== Short task ==
Convert the lines of the items below into a JSON list of strings, one string per line, skipping blank lines and covering every item. Leave the pictures out of the answer.

== Records shown ==

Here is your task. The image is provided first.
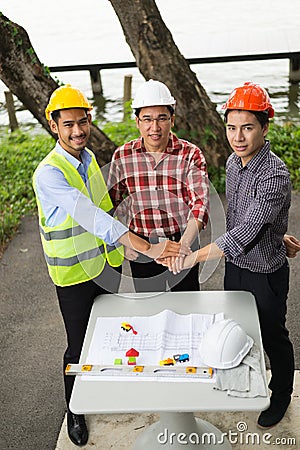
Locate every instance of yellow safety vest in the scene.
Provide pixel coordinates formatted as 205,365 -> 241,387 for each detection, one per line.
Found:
33,150 -> 124,286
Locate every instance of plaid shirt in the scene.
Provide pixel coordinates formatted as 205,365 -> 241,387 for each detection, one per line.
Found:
216,141 -> 291,273
108,133 -> 209,237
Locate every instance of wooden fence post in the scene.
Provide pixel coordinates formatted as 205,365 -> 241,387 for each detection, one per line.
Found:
4,91 -> 19,131
90,69 -> 103,97
289,57 -> 300,83
123,75 -> 132,120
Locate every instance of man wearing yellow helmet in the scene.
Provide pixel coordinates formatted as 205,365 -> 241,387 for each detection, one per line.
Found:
33,85 -> 189,445
165,83 -> 300,428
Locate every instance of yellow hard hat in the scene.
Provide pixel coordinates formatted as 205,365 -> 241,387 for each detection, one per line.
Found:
45,84 -> 93,120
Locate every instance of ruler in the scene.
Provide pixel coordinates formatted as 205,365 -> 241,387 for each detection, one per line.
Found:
65,364 -> 214,378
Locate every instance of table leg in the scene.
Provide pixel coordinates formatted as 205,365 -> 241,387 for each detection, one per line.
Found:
132,412 -> 232,450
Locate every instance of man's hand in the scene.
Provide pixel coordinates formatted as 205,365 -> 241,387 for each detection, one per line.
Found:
158,242 -> 224,275
283,234 -> 300,258
144,240 -> 191,263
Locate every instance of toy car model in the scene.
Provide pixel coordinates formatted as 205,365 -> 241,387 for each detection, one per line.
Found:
159,358 -> 175,366
173,353 -> 190,362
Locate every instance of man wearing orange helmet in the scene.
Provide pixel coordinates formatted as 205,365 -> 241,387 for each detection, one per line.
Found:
166,82 -> 300,428
33,85 -> 185,445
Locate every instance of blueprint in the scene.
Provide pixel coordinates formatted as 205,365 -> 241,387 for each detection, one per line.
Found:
86,310 -> 224,379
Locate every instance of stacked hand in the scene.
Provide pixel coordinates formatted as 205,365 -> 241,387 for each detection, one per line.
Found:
283,234 -> 300,258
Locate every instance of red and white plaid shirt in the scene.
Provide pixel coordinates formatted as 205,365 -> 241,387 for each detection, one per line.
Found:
108,133 -> 209,237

== Output of the exercise ==
[
  "Here is your task. The image is provided first.",
  "Locate every instance of yellow safety vest in the scene.",
  "Provide pixel coordinates formatted as 205,365 -> 241,387 for each detection, one per line.",
  "Found:",
  "33,150 -> 124,286",
  "Locate every instance of plaid shirt in the scene.",
  "Provide pixel coordinates formatted as 205,365 -> 241,387 for each detection, one per line.",
  "Found:",
  "216,141 -> 291,273",
  "108,133 -> 209,237",
  "Locate every instance of wooden fence post in the scene.",
  "Provide pixel coordinates formatted as 205,365 -> 241,387 for each detection, one per line.",
  "Found:",
  "4,91 -> 19,131",
  "90,69 -> 103,97",
  "289,57 -> 300,83",
  "123,75 -> 132,120",
  "Locate every instance of man wearing yellow helmet in the scene.",
  "Provide pixel coordinates formatted as 205,365 -> 241,387 for each detection, one per line.",
  "Found:",
  "33,85 -> 189,445",
  "165,83 -> 300,428",
  "Locate every instance of yellow hard hat in the scene.",
  "Provide pixel coordinates formatted as 205,365 -> 241,387 for each detection, one per line.",
  "Found:",
  "45,84 -> 93,120",
  "Locate every instance of ruler in the scene.",
  "Provide pixel coordinates formatted as 205,365 -> 241,387 for each detection, one per line.",
  "Found:",
  "65,364 -> 214,378",
  "Locate every instance of table leg in the scene.",
  "Provide pixel coordinates formatted as 205,365 -> 241,387 for each detection, one per line.",
  "Found:",
  "132,412 -> 232,450",
  "Locate every instance of man's hand in the scene.",
  "Provide pixel coordinates formatted as 205,365 -> 241,387 for each detection, one per line.",
  "Found:",
  "158,242 -> 224,275",
  "283,234 -> 300,258",
  "144,240 -> 191,263",
  "Locate every instance of toy car model in the scene.",
  "Provide pixel coordinates formatted as 205,365 -> 241,387 for each detection, one per line.",
  "Found:",
  "159,358 -> 175,366",
  "173,353 -> 190,362",
  "Locate every instance of man wearing orange helmet in the scene.",
  "Provide pixel coordinates formatted as 205,365 -> 241,387 for each detection, one per line.",
  "Found:",
  "166,82 -> 300,428",
  "33,85 -> 185,445",
  "Locate every instance of blueprint in the scene.",
  "Provide pixel coordinates formatted as 205,365 -> 241,387 for each detection, one per line.",
  "Found:",
  "86,310 -> 224,379",
  "Locate every instance of stacked hand in the scene.",
  "Provide pixel coordinates formatted as 205,365 -> 241,387 for each detection, one per line.",
  "Found:",
  "283,234 -> 300,258",
  "Locate every instance of red and white plaid shirt in the scene.",
  "Provide pixel coordinates formatted as 205,365 -> 241,387 for each detection, one per line.",
  "Found:",
  "108,133 -> 209,237"
]